**MATERIAL FOR THIS TASK:**
== Segment start ==

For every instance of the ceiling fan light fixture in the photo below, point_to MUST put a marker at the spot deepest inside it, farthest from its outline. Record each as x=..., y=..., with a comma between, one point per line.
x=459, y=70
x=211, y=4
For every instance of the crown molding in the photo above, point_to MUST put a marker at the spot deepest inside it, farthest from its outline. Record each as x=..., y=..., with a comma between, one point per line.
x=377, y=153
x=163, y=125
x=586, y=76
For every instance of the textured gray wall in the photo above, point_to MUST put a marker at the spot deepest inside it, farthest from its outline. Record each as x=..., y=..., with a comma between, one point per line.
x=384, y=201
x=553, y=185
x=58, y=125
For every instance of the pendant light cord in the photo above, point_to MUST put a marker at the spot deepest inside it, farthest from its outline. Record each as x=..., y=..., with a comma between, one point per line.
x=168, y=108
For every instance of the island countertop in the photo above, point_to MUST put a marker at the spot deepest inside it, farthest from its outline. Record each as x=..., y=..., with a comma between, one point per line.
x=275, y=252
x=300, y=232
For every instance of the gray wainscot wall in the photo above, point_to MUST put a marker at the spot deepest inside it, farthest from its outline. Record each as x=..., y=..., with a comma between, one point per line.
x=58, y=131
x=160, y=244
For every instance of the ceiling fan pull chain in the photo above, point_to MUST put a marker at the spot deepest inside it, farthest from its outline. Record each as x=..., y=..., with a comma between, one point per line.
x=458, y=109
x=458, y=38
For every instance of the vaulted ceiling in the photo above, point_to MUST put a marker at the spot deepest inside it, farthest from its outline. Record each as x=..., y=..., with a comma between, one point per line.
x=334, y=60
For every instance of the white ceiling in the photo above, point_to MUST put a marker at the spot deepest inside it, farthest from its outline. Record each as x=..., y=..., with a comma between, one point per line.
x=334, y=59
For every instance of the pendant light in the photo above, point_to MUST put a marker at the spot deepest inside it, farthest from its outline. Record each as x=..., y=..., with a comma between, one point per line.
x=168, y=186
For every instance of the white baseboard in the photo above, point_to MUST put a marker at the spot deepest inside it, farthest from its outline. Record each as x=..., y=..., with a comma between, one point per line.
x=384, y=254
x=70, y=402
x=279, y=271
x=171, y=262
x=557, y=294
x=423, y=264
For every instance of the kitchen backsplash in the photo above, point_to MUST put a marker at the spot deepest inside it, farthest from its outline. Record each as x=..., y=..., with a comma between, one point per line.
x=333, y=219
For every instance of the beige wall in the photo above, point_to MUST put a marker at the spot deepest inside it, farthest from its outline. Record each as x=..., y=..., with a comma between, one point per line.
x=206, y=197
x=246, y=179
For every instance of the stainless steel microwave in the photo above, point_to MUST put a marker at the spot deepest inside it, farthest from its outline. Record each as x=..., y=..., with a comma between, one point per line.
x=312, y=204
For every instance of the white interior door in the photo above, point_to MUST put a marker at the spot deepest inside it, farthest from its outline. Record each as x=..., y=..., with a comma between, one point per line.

== Segment end ==

**EXERCISE:** Using the data above, return each line exactly as written.

**EXERCISE OUTPUT:**
For every instance of the ceiling fan light fixture in the photo below, point_to MUST put a marker at the spot deepest inside it, farthest from its outline. Record each as x=..., y=..., with a comma between, one point per line.
x=459, y=70
x=211, y=4
For every instance of the crown molding in the photo above, point_to MUST put a marker at the spot deepest inside it, farthest from its outline. Record each as x=..., y=..., with a comma between, one point per line.
x=377, y=153
x=163, y=125
x=586, y=76
For every instance of the textured gray wall in the photo above, point_to MUST put a marker at the spot deepest inside it, farthest from its outline. Record each as x=..., y=..., with a comma between, one point per line.
x=384, y=201
x=553, y=185
x=58, y=125
For every instance of the pendant light cord in the photo above, point_to MUST put a marker at the spot deepest inside it, farthest from its outline. Record each as x=..., y=..., with a comma between, one point per line.
x=168, y=108
For every instance of the island countertop in the photo above, point_to MUST put a marker at the spot deepest inside it, farthest from its outline. Record each as x=..., y=..., with a comma between, one point per line.
x=275, y=252
x=300, y=232
For every instance of the gray wainscot wall in the photo above, point_to MUST put a marker at the spot deepest inside it, farthest from its outline. Record each as x=..., y=..., with a comma between, one point per line.
x=58, y=131
x=160, y=244
For every instance of the ceiling fan pull chain in the photo above, point_to MUST put a marker at the spot deepest inside it, farthest from its outline. Record each as x=..., y=..., with a comma between, one point per line.
x=458, y=109
x=458, y=38
For every instance of the vaulted ceiling in the photo above, point_to MUST put a marker at the spot deepest inside it, farthest from its outline. Record each as x=..., y=..., with a comma between, one point per line.
x=334, y=60
For every instance of the white ceiling in the photo above, point_to MUST put a marker at the spot deepest inside it, farthest from its outline. Record each as x=..., y=..., with a comma between, one point per line.
x=334, y=59
For every instance of the pendant light in the photo above, point_to MUST put a marker at the spot deepest inside it, farthest from its outline. Record each as x=..., y=..., with a comma between, one point per line.
x=168, y=186
For every instance of the white baseboard in the photo above, point_to MUST put a marker at the spot deepest inside it, farthest from its outline. Record each as x=..., y=..., with a comma between, one point per line.
x=384, y=254
x=70, y=402
x=279, y=271
x=171, y=262
x=557, y=294
x=423, y=264
For every instance of the kitchen backsplash in the photo above, point_to MUST put a marker at the spot deepest inside it, farthest from its outline. Record each as x=..., y=..., with a comma between, one point per line.
x=333, y=219
For every instance of the beige wall in the photo above, point_to MUST put a marker at the spot deepest inside it, farthest from its outline. Record each as x=..., y=..., with a comma between, one point per line.
x=206, y=197
x=246, y=179
For every instance of the stainless steel microwave in the photo above, point_to MUST put a marker at the spot deepest inside it, farthest from its outline. Record each as x=..., y=..., with a comma between, one point per line.
x=312, y=204
For every instance of the white interior door in the photo above, point_to MUST put a marker at the spot deepest inside it, farthest from its outline. Record each as x=..., y=..., with a comma between, one point per line.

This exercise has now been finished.